Exercise directions >> Count how many lines of the listing contain the string "building", matching case exactly, and give only that number.

+++ Input for this task

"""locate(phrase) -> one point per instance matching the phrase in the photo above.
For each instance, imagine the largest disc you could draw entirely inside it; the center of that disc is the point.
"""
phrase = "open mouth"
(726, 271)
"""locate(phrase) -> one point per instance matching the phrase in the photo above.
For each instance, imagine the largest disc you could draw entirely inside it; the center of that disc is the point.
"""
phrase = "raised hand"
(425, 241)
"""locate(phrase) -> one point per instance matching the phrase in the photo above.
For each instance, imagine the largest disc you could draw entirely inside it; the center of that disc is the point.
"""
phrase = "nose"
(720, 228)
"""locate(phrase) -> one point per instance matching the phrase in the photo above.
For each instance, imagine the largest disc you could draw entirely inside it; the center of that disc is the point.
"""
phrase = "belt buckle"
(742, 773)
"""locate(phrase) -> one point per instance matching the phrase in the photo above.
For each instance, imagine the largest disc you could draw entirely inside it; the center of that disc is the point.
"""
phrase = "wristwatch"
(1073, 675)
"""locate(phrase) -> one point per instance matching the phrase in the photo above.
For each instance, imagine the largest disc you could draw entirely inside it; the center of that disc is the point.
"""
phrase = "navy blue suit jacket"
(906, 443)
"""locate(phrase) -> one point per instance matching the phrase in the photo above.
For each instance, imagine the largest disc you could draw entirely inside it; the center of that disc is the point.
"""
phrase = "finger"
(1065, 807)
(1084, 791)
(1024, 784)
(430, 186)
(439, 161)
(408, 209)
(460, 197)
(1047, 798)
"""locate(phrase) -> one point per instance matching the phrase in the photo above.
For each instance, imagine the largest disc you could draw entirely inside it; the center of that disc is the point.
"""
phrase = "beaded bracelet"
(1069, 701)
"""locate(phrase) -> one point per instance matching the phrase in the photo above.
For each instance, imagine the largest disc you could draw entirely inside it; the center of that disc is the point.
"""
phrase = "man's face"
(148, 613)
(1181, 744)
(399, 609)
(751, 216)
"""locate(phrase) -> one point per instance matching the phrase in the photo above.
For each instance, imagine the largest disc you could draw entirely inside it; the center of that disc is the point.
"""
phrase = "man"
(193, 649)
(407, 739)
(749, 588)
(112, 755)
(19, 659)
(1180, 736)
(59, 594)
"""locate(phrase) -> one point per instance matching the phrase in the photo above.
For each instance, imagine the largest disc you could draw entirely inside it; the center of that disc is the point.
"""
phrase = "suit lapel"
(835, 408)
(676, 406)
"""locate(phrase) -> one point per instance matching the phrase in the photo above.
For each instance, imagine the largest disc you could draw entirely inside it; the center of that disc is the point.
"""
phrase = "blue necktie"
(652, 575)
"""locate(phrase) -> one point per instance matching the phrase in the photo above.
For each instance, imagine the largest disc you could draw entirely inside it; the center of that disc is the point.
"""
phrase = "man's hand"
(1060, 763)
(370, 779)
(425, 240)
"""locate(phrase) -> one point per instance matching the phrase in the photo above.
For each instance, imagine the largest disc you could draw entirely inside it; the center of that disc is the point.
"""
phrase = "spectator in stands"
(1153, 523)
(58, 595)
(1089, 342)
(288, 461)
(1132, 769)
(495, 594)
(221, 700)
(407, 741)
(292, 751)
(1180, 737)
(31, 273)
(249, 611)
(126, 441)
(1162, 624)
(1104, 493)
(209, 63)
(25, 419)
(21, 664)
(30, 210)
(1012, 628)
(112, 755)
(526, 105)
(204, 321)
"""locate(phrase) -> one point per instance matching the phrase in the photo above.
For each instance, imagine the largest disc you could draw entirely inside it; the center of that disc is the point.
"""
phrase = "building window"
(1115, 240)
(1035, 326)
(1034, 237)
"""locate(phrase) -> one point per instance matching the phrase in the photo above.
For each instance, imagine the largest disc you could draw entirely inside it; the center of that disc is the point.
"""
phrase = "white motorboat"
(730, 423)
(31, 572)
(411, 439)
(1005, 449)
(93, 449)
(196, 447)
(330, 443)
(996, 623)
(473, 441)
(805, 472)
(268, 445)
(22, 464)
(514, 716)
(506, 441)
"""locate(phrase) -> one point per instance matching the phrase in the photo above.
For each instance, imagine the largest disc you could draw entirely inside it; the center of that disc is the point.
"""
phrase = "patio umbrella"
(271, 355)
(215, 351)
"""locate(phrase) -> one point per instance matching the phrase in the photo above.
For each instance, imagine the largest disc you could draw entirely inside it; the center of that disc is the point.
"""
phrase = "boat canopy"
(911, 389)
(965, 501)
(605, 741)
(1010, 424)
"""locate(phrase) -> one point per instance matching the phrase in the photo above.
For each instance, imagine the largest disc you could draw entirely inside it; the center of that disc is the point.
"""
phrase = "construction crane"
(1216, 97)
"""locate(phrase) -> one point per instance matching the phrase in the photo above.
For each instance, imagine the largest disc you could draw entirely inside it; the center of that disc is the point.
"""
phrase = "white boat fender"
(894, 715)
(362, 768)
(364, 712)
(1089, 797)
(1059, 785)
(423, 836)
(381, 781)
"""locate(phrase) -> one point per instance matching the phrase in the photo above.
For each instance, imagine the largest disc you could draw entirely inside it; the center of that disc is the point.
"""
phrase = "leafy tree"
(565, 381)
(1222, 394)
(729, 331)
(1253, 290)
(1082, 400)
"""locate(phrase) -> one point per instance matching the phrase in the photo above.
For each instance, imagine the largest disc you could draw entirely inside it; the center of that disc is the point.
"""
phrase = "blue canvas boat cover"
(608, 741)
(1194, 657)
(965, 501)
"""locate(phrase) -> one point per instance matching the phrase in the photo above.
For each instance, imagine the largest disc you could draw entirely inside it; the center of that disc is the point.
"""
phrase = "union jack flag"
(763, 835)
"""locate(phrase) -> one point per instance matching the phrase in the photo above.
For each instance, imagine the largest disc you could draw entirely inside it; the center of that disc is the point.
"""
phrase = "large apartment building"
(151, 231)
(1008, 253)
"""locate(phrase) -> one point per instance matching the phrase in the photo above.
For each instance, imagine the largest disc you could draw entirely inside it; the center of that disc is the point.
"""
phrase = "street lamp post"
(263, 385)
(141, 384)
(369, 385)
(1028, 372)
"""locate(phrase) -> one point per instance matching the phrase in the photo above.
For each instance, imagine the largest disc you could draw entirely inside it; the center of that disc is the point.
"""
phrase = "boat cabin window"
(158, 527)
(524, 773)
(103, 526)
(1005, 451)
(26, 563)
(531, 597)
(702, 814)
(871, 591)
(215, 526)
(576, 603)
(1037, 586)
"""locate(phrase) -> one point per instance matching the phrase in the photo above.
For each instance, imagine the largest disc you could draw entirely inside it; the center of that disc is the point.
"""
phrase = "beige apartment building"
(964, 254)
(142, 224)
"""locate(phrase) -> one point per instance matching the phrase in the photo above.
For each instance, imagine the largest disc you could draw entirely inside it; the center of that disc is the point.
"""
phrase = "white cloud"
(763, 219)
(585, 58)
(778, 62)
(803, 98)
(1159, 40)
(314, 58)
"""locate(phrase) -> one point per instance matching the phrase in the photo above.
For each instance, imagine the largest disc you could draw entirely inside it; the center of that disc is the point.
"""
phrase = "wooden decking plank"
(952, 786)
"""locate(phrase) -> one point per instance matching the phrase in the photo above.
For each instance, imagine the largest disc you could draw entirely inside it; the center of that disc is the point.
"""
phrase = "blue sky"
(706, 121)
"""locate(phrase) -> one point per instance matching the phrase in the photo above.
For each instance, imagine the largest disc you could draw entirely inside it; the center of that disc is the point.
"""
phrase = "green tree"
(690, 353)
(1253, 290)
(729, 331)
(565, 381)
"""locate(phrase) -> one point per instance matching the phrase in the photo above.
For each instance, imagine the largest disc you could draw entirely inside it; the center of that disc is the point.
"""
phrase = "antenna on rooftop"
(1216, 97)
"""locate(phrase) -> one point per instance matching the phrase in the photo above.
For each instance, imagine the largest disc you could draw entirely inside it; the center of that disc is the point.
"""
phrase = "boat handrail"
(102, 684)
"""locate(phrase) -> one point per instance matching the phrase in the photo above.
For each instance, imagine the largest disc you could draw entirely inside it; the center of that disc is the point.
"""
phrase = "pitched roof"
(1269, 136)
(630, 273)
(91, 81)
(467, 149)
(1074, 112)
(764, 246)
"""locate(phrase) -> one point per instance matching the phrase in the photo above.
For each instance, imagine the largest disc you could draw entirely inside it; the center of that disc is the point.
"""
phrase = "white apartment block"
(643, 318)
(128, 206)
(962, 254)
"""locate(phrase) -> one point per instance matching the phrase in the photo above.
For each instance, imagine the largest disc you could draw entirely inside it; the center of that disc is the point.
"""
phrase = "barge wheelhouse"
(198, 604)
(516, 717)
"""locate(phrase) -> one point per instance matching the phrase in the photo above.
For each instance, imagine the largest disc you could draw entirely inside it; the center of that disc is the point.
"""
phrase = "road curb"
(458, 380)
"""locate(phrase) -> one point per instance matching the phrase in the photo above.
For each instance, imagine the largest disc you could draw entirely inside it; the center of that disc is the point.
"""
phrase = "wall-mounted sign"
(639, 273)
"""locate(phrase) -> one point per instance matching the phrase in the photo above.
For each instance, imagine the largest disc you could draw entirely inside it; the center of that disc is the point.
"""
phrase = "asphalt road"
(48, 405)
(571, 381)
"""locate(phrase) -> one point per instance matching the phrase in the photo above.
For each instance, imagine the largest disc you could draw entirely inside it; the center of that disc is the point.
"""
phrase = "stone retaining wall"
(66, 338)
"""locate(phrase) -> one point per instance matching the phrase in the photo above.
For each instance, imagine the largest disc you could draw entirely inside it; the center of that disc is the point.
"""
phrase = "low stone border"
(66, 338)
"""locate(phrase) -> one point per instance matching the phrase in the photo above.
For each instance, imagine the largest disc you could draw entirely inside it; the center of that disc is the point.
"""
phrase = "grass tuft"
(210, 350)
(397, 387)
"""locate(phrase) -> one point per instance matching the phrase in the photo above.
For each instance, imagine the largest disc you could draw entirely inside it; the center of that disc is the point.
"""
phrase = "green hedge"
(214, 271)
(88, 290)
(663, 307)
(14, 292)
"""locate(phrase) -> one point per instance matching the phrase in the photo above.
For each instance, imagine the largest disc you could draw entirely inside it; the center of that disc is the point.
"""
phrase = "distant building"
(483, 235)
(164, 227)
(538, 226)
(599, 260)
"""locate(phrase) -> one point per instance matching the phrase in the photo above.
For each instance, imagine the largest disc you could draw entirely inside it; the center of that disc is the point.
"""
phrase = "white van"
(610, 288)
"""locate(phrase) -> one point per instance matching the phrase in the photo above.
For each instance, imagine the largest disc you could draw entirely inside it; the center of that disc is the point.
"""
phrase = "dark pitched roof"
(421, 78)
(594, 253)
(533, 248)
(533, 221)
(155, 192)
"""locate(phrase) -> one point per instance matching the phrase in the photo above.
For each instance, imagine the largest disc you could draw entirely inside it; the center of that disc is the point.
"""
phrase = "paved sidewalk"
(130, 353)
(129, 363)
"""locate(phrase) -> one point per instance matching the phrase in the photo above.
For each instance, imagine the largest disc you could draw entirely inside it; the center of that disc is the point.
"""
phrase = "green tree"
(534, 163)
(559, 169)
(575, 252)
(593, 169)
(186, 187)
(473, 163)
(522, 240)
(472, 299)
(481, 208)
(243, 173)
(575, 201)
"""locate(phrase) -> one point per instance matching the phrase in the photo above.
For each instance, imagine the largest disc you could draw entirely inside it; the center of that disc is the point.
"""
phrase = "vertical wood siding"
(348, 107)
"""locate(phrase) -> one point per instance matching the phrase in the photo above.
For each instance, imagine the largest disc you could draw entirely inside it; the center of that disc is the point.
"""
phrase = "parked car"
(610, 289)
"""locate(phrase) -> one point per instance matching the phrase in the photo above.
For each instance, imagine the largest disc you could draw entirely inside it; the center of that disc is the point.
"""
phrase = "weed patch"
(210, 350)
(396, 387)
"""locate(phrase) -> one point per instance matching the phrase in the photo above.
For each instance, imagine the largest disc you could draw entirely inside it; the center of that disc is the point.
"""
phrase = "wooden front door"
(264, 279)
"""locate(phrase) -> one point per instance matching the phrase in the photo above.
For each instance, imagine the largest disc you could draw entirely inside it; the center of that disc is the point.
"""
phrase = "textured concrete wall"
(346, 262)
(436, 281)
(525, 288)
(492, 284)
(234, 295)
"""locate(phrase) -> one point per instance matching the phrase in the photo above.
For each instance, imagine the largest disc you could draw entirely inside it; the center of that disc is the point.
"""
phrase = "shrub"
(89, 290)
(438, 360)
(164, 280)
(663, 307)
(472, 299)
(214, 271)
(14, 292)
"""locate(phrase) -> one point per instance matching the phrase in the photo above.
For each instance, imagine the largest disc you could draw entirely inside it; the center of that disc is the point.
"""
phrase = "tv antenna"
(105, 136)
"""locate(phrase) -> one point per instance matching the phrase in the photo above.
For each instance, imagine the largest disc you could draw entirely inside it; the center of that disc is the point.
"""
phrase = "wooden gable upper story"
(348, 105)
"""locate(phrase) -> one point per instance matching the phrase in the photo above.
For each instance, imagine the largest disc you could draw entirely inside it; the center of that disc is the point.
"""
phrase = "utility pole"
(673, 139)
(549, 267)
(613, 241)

++++++

Correct answer >> 4